* [Zeilen zur Aufgabe]
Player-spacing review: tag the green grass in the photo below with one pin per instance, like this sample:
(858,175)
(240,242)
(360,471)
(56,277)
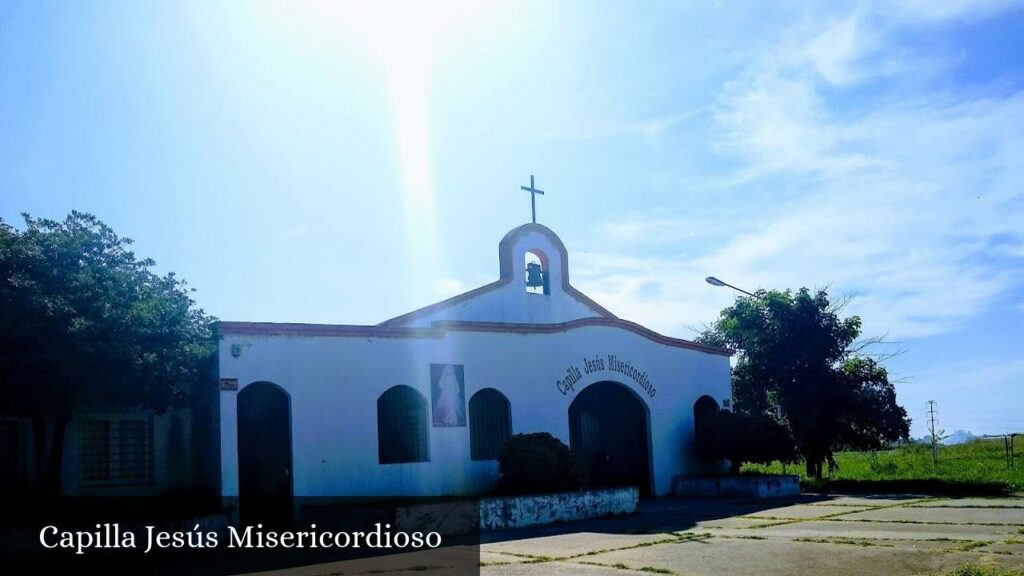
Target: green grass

* [Kurze Aufgabe] Geben Sie sämtliche Zeilen oben unverändert aus, lassen Sie dabei jedoch die Bilder weg.

* [Lösung dieser Aufgabe]
Player-spacing review: tag the green grass in the photo below with one pin per instance, like this sample:
(858,175)
(240,242)
(360,471)
(56,277)
Target: green grass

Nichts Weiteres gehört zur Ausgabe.